#### [TAREFA A REALIZAR]
Copia palavra por palavra o trecho do excerto sobre as provas orais que vai de "Que não se fez" até "(ou três?) exemplares.".

#### [SECÇÃO DO TEXTO]
============

De facto, é nos blocos (de gelo) onde estou (e estive) mais à vontade. Que isto de russos e americanos é como gregos e troianos. A diferença é que, enquanto os últimos foram à luta movidos por uma romântica história de amor, aos primeiros só o interesse económico e bélico os movia. E em se tratando de economia e logística, a orquídea tem um sentido analítico e metódico muito apurado. Talvez não pareça, pelo seu toque suave e aveludado, mas isso é só à superfície. Bem... até ver nunca é tarde. Como, mal ou bem, fizemos, por norma, não somos excluídos da oral. 
Que não se fez esperar. E uma oral sempre foi a fogueira. Ou não! Exceptuavam-se os casos raros, como raríssimas as orais efectuadas, em que a habilidade, nascida da curiosidade genuína por saber mais, tinha o dom de inverter as funções: punha o examinando a responder às perguntas da examinada. Examinando, claro, masculino. Examinanda tinha um crachá: BARREIRA!
Uma incógnita era um duo de examinandos misto. Feminino para a História, masculino para a Política. E ainda havia muito a excluir. De um vasto jardim inicial, que a Língua Portuguesa tinha mondado até ao nível mais alto, restava um canteiro. Pequeno. Mesmo assim sabíamos que as suas dimensões seriam ainda mais, muito mais, reduzidas. Na terra prometida haveria lugar só para mais dois (ou três?) exemplares. 
Uma vantagem de ter um nome começado por uma  letra constante para lá de metade do alfabeto é ser das últimas a ser chamada nas provas orais e, assim, ter a oportunidade de assistir às prestações anteriores. Dá um certo à vontade e familiaridade com o ambiente. Implicava, porém, no caso, ter de passar a noite em Lisboa. 
Banhistas na Margem de Um Rio - Henri Matisse
A não ser que o Miguel aparecesse - uma promessa vaga feita a vários dias de vista. 
Conhecemo-nos na Heart Rock. Festejava-se a Revolução dos Cravos na disco-night. Com uns dias de antecipação para coincidir com o fim de semana. O som era do satânico Nick Cave. A parede do palco servia de tela para a exibição da pintura de Matisse, alternada com o design da Bauhaus. Do andar superior alguns presentes, (ainda) alheios à pista de dança, assistiam a esta projecção.

============

Registos de anotação de pontos
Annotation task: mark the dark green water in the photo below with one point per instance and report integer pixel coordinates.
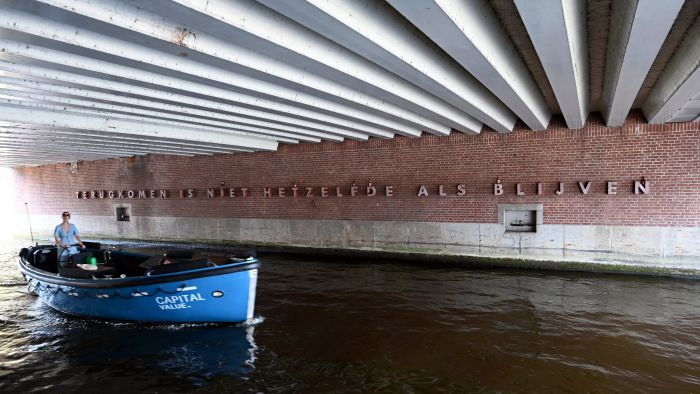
(362, 326)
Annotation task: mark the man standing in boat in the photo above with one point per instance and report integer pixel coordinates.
(67, 238)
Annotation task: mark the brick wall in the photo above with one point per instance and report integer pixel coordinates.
(668, 156)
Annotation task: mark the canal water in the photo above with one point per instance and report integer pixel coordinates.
(332, 326)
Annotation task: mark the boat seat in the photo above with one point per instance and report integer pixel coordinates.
(178, 266)
(46, 259)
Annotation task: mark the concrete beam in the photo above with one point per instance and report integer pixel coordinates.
(471, 33)
(558, 31)
(52, 118)
(186, 103)
(155, 25)
(680, 82)
(166, 82)
(113, 102)
(36, 139)
(638, 28)
(127, 117)
(27, 23)
(113, 109)
(377, 32)
(334, 61)
(196, 147)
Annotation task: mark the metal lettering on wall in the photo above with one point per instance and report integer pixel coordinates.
(640, 187)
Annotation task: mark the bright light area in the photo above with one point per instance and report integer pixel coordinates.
(10, 208)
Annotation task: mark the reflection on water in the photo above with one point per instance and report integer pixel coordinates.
(341, 326)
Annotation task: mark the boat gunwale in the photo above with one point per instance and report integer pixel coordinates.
(108, 283)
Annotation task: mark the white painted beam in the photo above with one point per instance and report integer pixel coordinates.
(31, 24)
(109, 137)
(185, 103)
(348, 68)
(163, 123)
(638, 28)
(377, 32)
(680, 82)
(11, 148)
(557, 29)
(49, 55)
(50, 118)
(471, 33)
(174, 112)
(57, 141)
(52, 101)
(137, 19)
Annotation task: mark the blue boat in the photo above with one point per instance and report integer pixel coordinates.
(180, 286)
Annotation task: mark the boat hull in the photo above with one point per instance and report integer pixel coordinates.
(221, 294)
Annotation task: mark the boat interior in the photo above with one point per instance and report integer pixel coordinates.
(97, 262)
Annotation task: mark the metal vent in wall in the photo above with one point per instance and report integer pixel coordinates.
(520, 218)
(521, 221)
(123, 214)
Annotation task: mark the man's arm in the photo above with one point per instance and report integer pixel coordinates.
(82, 245)
(58, 240)
(77, 236)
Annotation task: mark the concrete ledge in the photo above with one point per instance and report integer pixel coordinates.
(645, 248)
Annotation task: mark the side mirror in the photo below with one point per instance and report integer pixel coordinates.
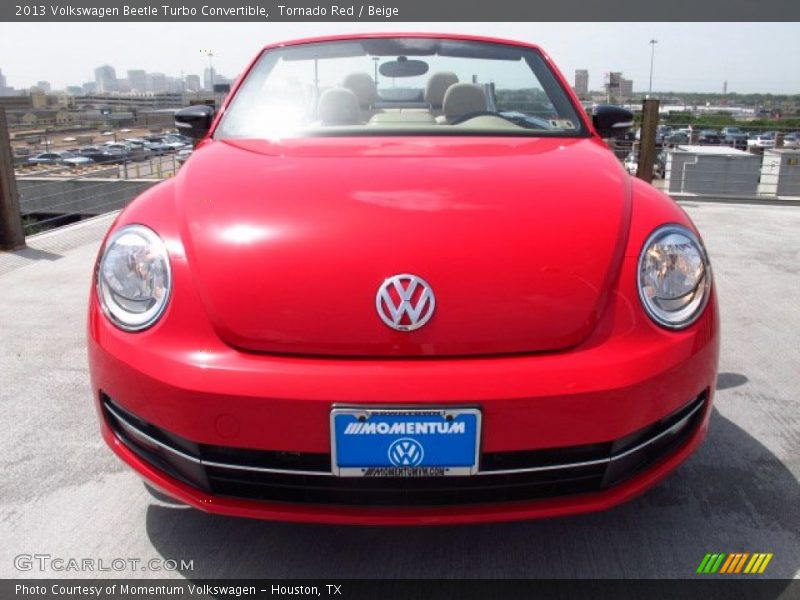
(194, 121)
(611, 121)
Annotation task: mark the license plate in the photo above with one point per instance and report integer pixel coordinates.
(378, 442)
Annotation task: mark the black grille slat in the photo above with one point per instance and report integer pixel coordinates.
(295, 477)
(398, 492)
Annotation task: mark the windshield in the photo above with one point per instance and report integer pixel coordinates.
(400, 86)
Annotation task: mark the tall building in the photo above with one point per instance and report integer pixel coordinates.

============

#### [RESULTADO DA TAREFA]
Que não se fez esperar. E uma oral sempre foi a fogueira. Ou não! Exceptuavam-se os casos raros, como raríssimas as orais efectuadas, em que a habilidade, nascida da curiosidade genuína por saber mais, tinha o dom de inverter as funções: punha o examinando a responder às perguntas da examinada. Examinando, claro, masculino. Examinanda tinha um crachá: BARREIRA!
Uma incógnita era um duo de examinandos misto. Feminino para a História, masculino para a Política. E ainda havia muito a excluir. De um vasto jardim inicial, que a Língua Portuguesa tinha mondado até ao nível mais alto, restava um canteiro. Pequeno. Mesmo assim sabíamos que as suas dimensões seriam ainda mais, muito mais, reduzidas. Na terra prometida haveria lugar só para mais dois (ou três?) exemplares.